### [Exercise prompt]
Transcribe all of the data below word for word, omitting the pictures.

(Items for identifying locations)
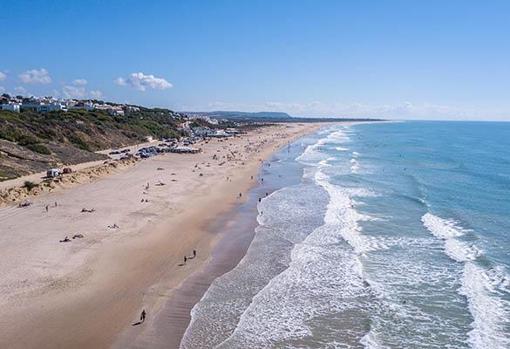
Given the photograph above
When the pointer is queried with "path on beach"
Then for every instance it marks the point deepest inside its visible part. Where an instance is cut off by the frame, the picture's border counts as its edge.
(83, 293)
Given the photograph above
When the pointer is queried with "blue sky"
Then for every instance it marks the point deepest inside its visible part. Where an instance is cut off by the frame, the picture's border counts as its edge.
(401, 59)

### [Task answer]
Given the photograph above
When the pointer is queried with "path on beach"
Then for every instance it marks the point deepest inside its visible part. Where an instance is cut off by the frame, the picture's border counts as its edge.
(83, 293)
Given the photograph above
When the pointer is queried with "blue sky"
Then for every instance it marks the point deepest inside its visible part. Where an instance is cut off by the frame, the picture's border counts as its edge.
(401, 59)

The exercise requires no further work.